▸ Consigne 1
Relevez, parmi les lignes ci-dessous, toutes celles qui contiennent la chaîne « wooden », en tenant compte de la casse.

▸ Texte présenté
RAPPEL DES FAITS ET DE LA PROCÉDURE :
M. X a exercé au sein de la société France Télévisions en qualité de journaliste professionnel dans le cadre de contrats de travail à durée déterminée, entre le 12 février 2002 et le 16 décembre 2018.
La société France Télévisions emploie plus de onze salariés.
La convention collective applicable est la convention collective nationale de travail des journalistes et l’accord d’entreprise France Télévisions du 28 mai 2013.
M. X et le syndicat national des journalistes SNJ-CGT ont saisi le conseil de prud’hommes de Paris le 05 septembre 2018, aux fins de demander la requalification du contrat de travail.
Par jugement du 25 juin 2019 le conseil de prud’hommes a :
Débouté M. X de l’ensemble de ses demandes et l’a condamné aux dépens,
Débouté le syndicat national des journalistes SNJ-CGT de ses demandes,
Débouté France Télévisions de sa demande formée au titre de l’article 700 du code de procédure civile.
M. X a formé appel le 09 juillet 2019.

▸ Lignes

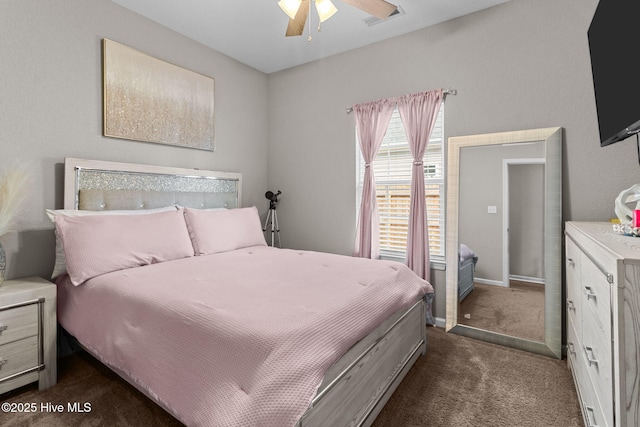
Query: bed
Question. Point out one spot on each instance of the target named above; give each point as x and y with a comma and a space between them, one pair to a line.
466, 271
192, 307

==

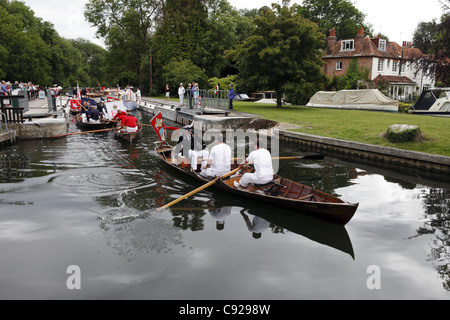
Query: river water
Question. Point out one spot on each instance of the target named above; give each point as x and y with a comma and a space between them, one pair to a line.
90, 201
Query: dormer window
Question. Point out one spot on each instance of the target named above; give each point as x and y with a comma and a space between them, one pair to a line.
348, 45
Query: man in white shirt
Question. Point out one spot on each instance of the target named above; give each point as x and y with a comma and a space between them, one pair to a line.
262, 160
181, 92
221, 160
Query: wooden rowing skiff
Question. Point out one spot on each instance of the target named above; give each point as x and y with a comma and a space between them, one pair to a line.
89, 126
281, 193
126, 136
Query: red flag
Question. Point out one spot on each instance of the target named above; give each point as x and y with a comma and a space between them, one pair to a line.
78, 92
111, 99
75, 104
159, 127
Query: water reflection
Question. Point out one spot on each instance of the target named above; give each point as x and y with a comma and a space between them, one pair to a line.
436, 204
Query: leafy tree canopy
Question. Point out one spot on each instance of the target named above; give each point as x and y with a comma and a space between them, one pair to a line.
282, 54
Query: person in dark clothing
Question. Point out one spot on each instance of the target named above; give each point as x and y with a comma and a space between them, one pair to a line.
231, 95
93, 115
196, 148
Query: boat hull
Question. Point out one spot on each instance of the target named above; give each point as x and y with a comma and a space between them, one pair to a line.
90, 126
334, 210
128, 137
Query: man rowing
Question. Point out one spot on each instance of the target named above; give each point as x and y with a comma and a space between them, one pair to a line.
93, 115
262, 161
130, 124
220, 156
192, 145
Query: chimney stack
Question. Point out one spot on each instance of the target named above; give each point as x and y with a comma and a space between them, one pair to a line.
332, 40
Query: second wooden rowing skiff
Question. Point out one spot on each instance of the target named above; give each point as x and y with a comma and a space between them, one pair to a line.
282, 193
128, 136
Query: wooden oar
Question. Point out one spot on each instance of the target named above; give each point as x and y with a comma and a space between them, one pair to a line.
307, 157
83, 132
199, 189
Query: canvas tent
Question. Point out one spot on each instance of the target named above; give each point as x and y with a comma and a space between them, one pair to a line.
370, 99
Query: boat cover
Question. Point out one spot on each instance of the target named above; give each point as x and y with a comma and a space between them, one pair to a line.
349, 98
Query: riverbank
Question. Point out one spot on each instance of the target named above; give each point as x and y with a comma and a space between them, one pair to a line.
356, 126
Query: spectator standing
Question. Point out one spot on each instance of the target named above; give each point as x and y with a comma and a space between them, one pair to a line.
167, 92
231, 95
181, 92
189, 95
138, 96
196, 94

▸ Consigne 2
Répondez aux questions suivantes d'après le rappel des faits et de la procédure :
(a) En quelle qualité M. X a-t-il exercé au sein de la société France Télévisions ?
(b) Quel conseil de prud'hommes a été saisi, et à quelle date ?
(c) À quelle date M. X a-t-il formé appel ?

▸ Réponse rédigée 1
Query: wooden rowing skiff
Query: second wooden rowing skiff
Query: wooden oar

▸ Réponse rédigée 2
(a) En qualité de journaliste professionnel.
(b) Le conseil de prud'hommes de Paris, le 05 septembre 2018.
(c) Le 09 juillet 2019.